## Task instructions
Return every line of the listing below without any change, keeping the lines in their original order.

## Data to use
- - - -
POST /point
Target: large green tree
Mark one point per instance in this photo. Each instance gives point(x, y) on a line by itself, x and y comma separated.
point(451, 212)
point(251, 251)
- - - -
## Task solution
POST /point
Target: large green tree
Mark one point per instance in this photo. Each instance gives point(x, y) on a line by itself, x and y comma separated.
point(451, 212)
point(251, 251)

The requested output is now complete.